PROBLEM TO SOLVE
Copy the data below word for word, starting at the line that contains "A single pin marks each instance of the dark brown" and continuing through the final line of the data.

***** RECORD EXCERPTS *****

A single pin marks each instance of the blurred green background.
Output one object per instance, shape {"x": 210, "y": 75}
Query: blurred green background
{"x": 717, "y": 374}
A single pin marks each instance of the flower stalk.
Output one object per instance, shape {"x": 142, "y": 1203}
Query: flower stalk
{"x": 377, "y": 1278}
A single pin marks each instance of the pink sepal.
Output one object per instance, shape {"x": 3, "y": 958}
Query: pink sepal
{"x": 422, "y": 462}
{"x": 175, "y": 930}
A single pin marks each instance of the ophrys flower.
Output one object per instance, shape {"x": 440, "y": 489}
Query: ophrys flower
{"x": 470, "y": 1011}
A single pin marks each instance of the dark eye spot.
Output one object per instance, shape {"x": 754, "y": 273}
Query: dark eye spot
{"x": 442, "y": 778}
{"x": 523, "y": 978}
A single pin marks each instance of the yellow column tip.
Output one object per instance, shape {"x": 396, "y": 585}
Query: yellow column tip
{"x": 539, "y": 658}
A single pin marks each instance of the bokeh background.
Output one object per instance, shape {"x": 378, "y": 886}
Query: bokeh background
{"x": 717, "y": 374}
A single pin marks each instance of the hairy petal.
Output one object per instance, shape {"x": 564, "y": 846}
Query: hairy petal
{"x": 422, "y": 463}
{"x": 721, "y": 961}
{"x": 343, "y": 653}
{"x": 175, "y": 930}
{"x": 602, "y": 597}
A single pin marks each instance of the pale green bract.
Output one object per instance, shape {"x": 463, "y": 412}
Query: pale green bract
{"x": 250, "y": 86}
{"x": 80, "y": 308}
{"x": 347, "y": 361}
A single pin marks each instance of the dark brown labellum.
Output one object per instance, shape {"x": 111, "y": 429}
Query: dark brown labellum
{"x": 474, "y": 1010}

*****

THE COMPLETED TASK
A single pin marks each instance of the dark brown labellum.
Output one object per instance, shape {"x": 111, "y": 429}
Query: dark brown labellum
{"x": 474, "y": 1010}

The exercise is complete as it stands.